**What is needed:** Starting at the beginning of the data and ending with the line that contains "left=0, top=0, right=242, bottom=150", copy out the lines again with every "localization prompt" changed to "detection prompt" and nothing else altered. Leave the pictures out.

[Extracted records]

——————————

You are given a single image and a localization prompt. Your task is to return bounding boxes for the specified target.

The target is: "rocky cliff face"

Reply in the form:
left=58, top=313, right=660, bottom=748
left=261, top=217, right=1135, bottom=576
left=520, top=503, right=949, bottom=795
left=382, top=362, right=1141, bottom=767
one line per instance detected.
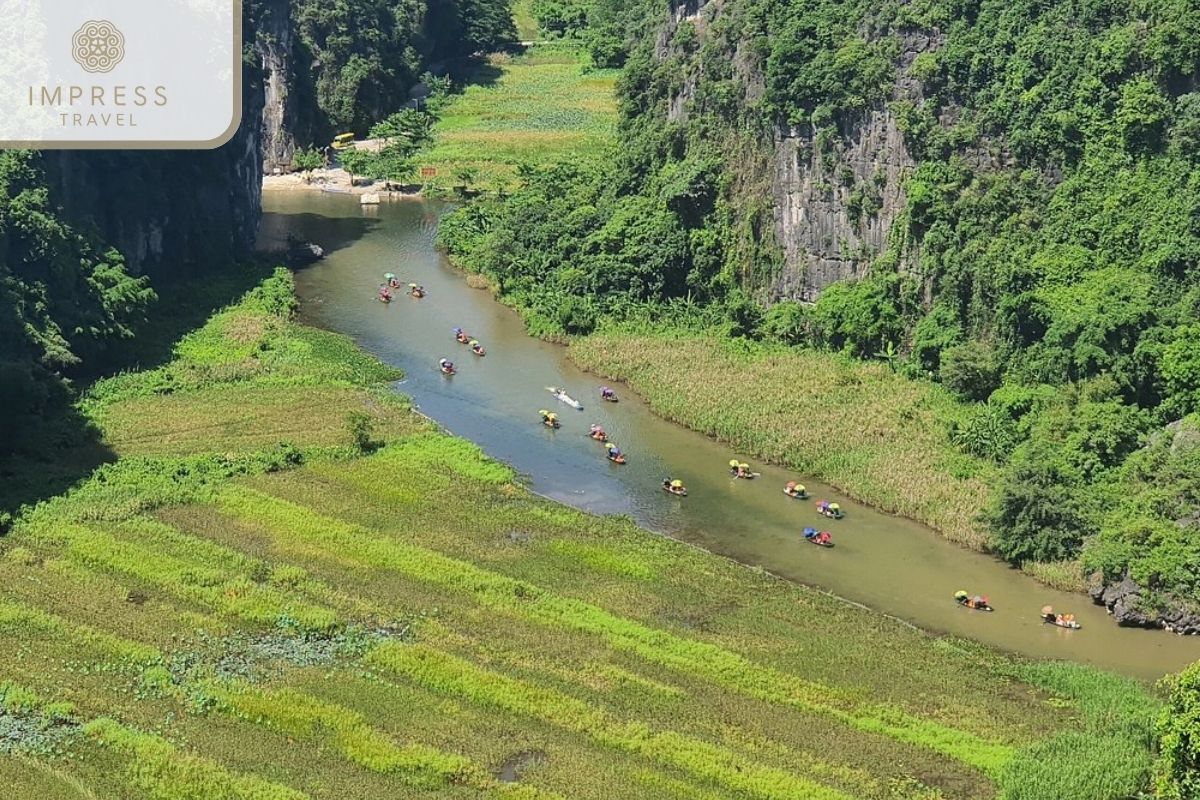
left=43, top=0, right=274, bottom=276
left=44, top=67, right=263, bottom=275
left=655, top=0, right=941, bottom=301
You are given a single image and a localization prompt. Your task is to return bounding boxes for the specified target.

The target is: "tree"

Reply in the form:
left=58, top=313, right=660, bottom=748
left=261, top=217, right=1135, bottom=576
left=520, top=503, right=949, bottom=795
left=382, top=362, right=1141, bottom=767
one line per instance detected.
left=1154, top=662, right=1200, bottom=800
left=983, top=441, right=1092, bottom=565
left=337, top=145, right=374, bottom=186
left=0, top=150, right=156, bottom=452
left=758, top=300, right=809, bottom=344
left=938, top=342, right=1000, bottom=401
left=292, top=148, right=325, bottom=172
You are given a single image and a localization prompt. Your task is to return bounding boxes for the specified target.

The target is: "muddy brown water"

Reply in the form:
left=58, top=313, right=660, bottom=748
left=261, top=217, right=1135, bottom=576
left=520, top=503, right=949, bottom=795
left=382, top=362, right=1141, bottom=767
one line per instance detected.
left=262, top=192, right=1200, bottom=679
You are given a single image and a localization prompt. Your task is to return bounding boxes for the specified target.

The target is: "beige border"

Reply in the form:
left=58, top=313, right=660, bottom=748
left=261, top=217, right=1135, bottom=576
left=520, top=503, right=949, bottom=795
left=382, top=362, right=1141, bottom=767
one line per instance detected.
left=0, top=0, right=242, bottom=150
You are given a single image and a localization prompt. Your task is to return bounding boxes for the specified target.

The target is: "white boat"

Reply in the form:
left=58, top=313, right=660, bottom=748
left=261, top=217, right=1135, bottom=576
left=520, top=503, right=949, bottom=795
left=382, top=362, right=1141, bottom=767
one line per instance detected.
left=546, top=386, right=583, bottom=411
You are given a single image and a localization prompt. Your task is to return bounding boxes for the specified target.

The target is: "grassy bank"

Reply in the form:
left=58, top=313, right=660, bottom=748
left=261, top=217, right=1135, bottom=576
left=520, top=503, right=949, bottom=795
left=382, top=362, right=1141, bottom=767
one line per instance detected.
left=419, top=42, right=617, bottom=191
left=570, top=331, right=997, bottom=548
left=0, top=273, right=1154, bottom=800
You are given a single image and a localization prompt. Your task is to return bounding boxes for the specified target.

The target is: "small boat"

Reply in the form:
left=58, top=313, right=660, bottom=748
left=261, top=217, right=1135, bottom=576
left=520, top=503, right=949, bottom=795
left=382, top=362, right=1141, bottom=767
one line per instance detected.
left=784, top=481, right=809, bottom=500
left=954, top=590, right=996, bottom=612
left=662, top=479, right=688, bottom=498
left=1042, top=606, right=1082, bottom=631
left=804, top=528, right=833, bottom=547
left=546, top=386, right=583, bottom=411
left=730, top=458, right=762, bottom=481
left=817, top=500, right=842, bottom=519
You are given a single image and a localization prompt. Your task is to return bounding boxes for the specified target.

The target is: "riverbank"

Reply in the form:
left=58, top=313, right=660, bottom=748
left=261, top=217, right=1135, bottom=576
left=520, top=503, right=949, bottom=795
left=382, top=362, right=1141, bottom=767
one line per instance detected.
left=0, top=268, right=1154, bottom=800
left=569, top=329, right=1104, bottom=593
left=569, top=331, right=998, bottom=549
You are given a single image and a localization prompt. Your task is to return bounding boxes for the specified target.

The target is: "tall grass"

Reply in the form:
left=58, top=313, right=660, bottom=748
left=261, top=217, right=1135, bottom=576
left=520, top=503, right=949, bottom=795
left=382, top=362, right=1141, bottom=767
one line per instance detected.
left=0, top=597, right=162, bottom=664
left=205, top=684, right=554, bottom=800
left=26, top=523, right=337, bottom=631
left=216, top=487, right=1012, bottom=774
left=1001, top=662, right=1158, bottom=800
left=570, top=331, right=996, bottom=547
left=84, top=718, right=308, bottom=800
left=418, top=42, right=617, bottom=191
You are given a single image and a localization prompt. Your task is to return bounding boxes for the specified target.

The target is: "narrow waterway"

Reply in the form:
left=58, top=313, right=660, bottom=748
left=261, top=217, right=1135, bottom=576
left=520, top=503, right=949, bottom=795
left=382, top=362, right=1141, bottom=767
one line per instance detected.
left=262, top=192, right=1200, bottom=679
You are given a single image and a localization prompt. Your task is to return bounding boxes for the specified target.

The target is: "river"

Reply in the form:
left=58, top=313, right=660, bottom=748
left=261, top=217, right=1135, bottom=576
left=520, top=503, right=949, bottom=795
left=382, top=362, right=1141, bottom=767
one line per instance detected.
left=262, top=192, right=1200, bottom=679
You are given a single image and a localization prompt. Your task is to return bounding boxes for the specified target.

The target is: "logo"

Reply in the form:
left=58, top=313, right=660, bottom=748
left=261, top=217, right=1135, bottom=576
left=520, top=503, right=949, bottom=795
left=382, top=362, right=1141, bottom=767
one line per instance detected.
left=71, top=19, right=125, bottom=72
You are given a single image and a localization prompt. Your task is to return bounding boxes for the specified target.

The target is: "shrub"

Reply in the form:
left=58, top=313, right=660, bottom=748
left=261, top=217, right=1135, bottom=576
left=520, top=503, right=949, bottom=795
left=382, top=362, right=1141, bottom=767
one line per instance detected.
left=938, top=342, right=1000, bottom=401
left=346, top=411, right=378, bottom=453
left=1154, top=662, right=1200, bottom=800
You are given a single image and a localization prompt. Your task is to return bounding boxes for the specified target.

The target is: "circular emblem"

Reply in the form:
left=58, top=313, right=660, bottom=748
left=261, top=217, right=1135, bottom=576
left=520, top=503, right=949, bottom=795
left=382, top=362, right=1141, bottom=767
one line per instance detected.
left=71, top=19, right=125, bottom=72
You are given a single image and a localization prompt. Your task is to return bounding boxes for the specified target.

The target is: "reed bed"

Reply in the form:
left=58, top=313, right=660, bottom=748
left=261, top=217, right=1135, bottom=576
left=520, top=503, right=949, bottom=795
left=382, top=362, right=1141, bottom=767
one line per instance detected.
left=0, top=272, right=1154, bottom=800
left=419, top=42, right=618, bottom=191
left=570, top=332, right=997, bottom=548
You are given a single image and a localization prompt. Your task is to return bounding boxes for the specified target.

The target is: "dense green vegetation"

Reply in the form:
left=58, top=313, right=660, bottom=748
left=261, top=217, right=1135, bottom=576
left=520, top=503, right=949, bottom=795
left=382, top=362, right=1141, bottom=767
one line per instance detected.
left=0, top=271, right=1158, bottom=800
left=266, top=0, right=516, bottom=137
left=418, top=42, right=617, bottom=193
left=442, top=0, right=1200, bottom=620
left=0, top=150, right=155, bottom=482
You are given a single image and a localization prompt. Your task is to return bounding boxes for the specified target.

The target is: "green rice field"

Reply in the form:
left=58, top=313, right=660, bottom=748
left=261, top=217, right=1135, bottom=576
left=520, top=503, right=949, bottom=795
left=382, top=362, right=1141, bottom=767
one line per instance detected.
left=0, top=271, right=1156, bottom=800
left=418, top=42, right=618, bottom=191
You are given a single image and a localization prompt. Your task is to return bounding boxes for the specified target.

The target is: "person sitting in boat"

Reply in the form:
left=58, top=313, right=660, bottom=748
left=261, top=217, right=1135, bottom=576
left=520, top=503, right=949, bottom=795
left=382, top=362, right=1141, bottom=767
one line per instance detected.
left=784, top=481, right=809, bottom=500
left=817, top=500, right=841, bottom=519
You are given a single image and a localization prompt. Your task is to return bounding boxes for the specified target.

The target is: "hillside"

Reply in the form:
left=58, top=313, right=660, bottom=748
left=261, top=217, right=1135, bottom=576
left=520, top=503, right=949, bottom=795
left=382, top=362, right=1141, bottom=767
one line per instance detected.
left=442, top=0, right=1200, bottom=631
left=0, top=272, right=1154, bottom=800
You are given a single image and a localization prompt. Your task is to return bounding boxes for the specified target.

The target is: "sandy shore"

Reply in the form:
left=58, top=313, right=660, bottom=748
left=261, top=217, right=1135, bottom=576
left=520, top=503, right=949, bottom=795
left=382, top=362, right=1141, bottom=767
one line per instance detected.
left=263, top=168, right=420, bottom=198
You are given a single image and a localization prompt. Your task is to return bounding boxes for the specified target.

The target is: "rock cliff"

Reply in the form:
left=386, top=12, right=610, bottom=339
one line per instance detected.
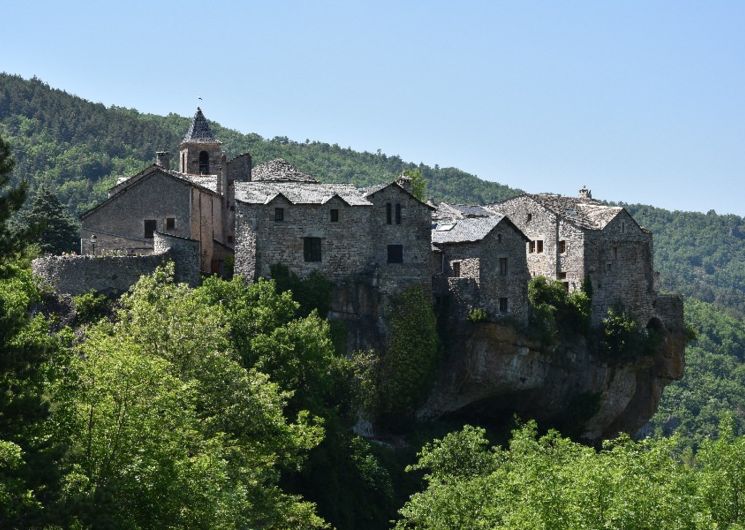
left=418, top=300, right=686, bottom=442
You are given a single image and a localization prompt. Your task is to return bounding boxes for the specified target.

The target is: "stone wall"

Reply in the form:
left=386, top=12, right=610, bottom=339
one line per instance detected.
left=80, top=170, right=192, bottom=254
left=31, top=233, right=200, bottom=295
left=439, top=223, right=530, bottom=323
left=585, top=212, right=656, bottom=325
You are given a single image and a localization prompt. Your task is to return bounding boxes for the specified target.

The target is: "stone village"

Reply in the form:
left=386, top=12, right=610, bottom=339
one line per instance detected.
left=33, top=109, right=682, bottom=347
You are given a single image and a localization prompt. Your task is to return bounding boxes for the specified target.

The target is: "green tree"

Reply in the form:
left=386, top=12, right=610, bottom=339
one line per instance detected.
left=18, top=186, right=79, bottom=254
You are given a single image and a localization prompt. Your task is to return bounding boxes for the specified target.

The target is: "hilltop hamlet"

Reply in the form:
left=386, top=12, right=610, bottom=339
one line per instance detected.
left=33, top=109, right=685, bottom=440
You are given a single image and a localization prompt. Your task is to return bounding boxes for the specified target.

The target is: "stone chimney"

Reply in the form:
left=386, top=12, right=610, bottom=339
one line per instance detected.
left=396, top=173, right=411, bottom=193
left=155, top=151, right=171, bottom=170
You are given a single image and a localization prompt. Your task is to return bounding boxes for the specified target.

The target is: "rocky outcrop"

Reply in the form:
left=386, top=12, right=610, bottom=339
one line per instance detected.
left=418, top=297, right=686, bottom=442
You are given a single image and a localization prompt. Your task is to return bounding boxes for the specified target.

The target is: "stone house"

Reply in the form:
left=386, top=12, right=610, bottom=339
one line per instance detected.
left=432, top=212, right=530, bottom=324
left=235, top=160, right=432, bottom=294
left=81, top=108, right=251, bottom=273
left=488, top=188, right=657, bottom=324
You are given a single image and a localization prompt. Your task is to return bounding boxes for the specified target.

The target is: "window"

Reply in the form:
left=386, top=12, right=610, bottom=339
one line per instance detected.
left=388, top=245, right=404, bottom=263
left=303, top=237, right=321, bottom=261
left=499, top=298, right=510, bottom=313
left=199, top=151, right=210, bottom=175
left=145, top=219, right=158, bottom=239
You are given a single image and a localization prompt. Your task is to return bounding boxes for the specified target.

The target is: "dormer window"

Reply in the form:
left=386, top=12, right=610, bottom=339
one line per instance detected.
left=199, top=151, right=210, bottom=175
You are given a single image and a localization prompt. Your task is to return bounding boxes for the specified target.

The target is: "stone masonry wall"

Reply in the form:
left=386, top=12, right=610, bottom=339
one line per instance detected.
left=80, top=172, right=191, bottom=254
left=585, top=212, right=656, bottom=325
left=31, top=233, right=200, bottom=295
left=235, top=197, right=372, bottom=281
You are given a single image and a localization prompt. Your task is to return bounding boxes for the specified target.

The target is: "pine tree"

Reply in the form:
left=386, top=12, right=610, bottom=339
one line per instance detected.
left=20, top=186, right=79, bottom=254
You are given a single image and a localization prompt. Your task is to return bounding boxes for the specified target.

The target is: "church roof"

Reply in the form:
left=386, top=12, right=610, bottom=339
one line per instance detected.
left=251, top=158, right=318, bottom=183
left=181, top=107, right=217, bottom=143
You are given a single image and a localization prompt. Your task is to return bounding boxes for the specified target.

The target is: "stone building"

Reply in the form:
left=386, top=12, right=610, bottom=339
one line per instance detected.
left=488, top=188, right=657, bottom=324
left=432, top=209, right=530, bottom=324
left=81, top=108, right=251, bottom=273
left=235, top=160, right=432, bottom=294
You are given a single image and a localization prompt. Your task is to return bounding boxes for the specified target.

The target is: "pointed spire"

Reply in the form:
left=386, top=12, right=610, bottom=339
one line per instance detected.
left=182, top=107, right=217, bottom=143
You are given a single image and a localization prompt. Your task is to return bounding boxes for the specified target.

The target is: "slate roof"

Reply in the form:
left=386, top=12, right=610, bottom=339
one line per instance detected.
left=488, top=193, right=623, bottom=230
left=251, top=158, right=318, bottom=182
left=181, top=107, right=219, bottom=143
left=432, top=215, right=505, bottom=245
left=235, top=181, right=372, bottom=206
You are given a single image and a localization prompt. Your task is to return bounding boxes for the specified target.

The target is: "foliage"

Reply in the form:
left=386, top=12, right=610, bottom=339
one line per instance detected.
left=72, top=289, right=112, bottom=325
left=271, top=264, right=334, bottom=318
left=16, top=185, right=79, bottom=254
left=396, top=422, right=745, bottom=529
left=53, top=266, right=323, bottom=528
left=528, top=276, right=590, bottom=343
left=404, top=168, right=427, bottom=201
left=378, top=286, right=439, bottom=429
left=466, top=307, right=487, bottom=322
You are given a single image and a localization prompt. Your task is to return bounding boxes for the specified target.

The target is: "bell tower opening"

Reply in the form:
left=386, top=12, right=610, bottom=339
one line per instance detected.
left=199, top=151, right=210, bottom=175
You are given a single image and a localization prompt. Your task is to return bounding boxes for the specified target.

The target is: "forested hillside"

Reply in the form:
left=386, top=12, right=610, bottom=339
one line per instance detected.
left=0, top=74, right=745, bottom=448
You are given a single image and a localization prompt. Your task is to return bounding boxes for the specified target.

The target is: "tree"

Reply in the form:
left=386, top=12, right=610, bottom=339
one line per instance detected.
left=404, top=168, right=427, bottom=201
left=19, top=185, right=79, bottom=254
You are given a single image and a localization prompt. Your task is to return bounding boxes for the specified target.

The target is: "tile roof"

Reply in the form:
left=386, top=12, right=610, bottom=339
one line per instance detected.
left=432, top=215, right=505, bottom=244
left=181, top=107, right=218, bottom=143
left=251, top=158, right=318, bottom=182
left=488, top=193, right=623, bottom=230
left=235, top=181, right=372, bottom=206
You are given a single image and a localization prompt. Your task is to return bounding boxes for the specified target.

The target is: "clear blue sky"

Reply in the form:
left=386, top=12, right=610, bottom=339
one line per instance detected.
left=0, top=0, right=745, bottom=215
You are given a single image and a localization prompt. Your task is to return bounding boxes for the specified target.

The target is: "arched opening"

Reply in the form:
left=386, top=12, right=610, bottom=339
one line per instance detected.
left=199, top=151, right=210, bottom=175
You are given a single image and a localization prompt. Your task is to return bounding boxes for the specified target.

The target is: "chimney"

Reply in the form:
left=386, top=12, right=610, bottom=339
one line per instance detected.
left=396, top=173, right=411, bottom=193
left=155, top=151, right=171, bottom=169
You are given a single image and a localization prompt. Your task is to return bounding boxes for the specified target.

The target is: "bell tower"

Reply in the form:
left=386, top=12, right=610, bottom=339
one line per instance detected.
left=179, top=107, right=222, bottom=175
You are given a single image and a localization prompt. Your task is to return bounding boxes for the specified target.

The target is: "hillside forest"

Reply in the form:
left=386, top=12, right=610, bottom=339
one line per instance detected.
left=0, top=74, right=745, bottom=529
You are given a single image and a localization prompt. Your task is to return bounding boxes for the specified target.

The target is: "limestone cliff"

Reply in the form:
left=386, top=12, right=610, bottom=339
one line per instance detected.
left=418, top=297, right=686, bottom=441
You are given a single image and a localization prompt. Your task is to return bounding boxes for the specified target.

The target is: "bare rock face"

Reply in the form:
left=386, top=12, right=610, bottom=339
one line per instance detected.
left=418, top=300, right=686, bottom=442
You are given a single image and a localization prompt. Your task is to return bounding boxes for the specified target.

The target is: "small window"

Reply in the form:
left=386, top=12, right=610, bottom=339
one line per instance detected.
left=303, top=237, right=321, bottom=261
left=388, top=245, right=404, bottom=263
left=199, top=151, right=210, bottom=175
left=145, top=219, right=158, bottom=239
left=499, top=298, right=510, bottom=313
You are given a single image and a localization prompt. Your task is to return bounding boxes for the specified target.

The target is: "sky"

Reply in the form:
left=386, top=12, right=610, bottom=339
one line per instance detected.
left=0, top=0, right=745, bottom=216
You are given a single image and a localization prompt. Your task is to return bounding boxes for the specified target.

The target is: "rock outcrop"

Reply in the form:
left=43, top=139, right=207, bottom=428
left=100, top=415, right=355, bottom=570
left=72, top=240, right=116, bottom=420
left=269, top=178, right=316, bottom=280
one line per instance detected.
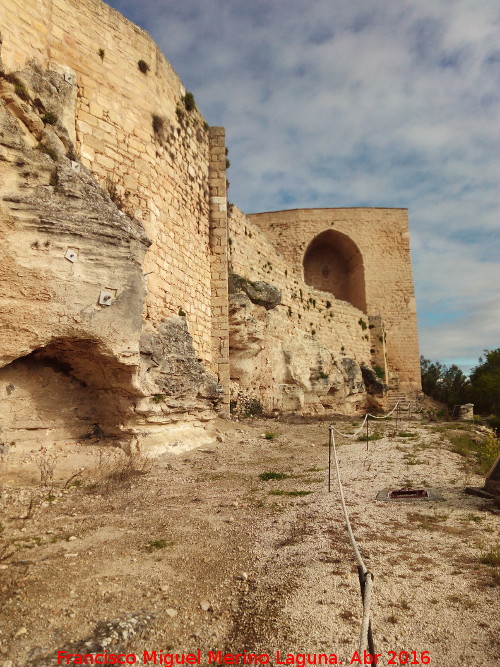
left=0, top=60, right=220, bottom=451
left=229, top=279, right=367, bottom=415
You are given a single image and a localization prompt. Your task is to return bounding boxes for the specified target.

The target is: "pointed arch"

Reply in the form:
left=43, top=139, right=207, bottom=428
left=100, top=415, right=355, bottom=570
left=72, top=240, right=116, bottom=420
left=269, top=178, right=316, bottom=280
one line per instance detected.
left=303, top=229, right=366, bottom=312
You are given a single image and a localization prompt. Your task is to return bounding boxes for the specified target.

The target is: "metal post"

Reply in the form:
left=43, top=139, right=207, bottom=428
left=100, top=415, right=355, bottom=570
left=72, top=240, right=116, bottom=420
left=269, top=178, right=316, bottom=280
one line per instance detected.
left=328, top=426, right=333, bottom=493
left=358, top=565, right=375, bottom=655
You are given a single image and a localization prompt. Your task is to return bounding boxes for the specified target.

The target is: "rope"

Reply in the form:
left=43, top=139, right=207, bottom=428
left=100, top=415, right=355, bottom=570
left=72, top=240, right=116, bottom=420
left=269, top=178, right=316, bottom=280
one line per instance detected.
left=330, top=426, right=368, bottom=576
left=330, top=401, right=400, bottom=438
left=359, top=572, right=374, bottom=654
left=329, top=430, right=375, bottom=655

——————————

**Full answer:**
You are given a single image and a detection prompt. Your task is to return bounding boxes for the specified target.

The target is: "rocky cliff face"

Reply in the form:
left=58, top=313, right=660, bottom=748
left=261, top=217, right=1135, bottom=576
left=520, top=503, right=949, bottom=795
left=382, top=362, right=1141, bottom=767
one line per instance detected.
left=43, top=0, right=274, bottom=276
left=44, top=67, right=263, bottom=275
left=655, top=0, right=941, bottom=301
You are given a single image and a detection prompt. Your task is to return bounding boxes for the specified target.

The target is: "tree"

Reply in the form:
left=58, top=313, right=660, bottom=748
left=261, top=217, right=1135, bottom=576
left=520, top=503, right=949, bottom=795
left=382, top=362, right=1141, bottom=767
one line per instance detected.
left=1154, top=662, right=1200, bottom=800
left=983, top=441, right=1092, bottom=565
left=337, top=145, right=374, bottom=186
left=0, top=150, right=156, bottom=452
left=758, top=300, right=809, bottom=344
left=938, top=342, right=1000, bottom=401
left=292, top=148, right=325, bottom=172
You are given a single image and a detection prompt. Your task is to return bounding boxes for the specified target.

The target is: "muddy brown water"

Reply in the form:
left=58, top=313, right=660, bottom=748
left=261, top=217, right=1135, bottom=576
left=520, top=503, right=949, bottom=795
left=382, top=362, right=1141, bottom=767
one line per instance detected.
left=262, top=192, right=1200, bottom=679
You are given a single image and a detection prompt. Your task is to return bounding boxes for the specified target.

The target is: "beige border"

Reply in the form:
left=58, top=313, right=660, bottom=748
left=261, top=217, right=1135, bottom=576
left=520, top=503, right=949, bottom=795
left=382, top=362, right=1141, bottom=767
one line per instance detected.
left=0, top=0, right=242, bottom=150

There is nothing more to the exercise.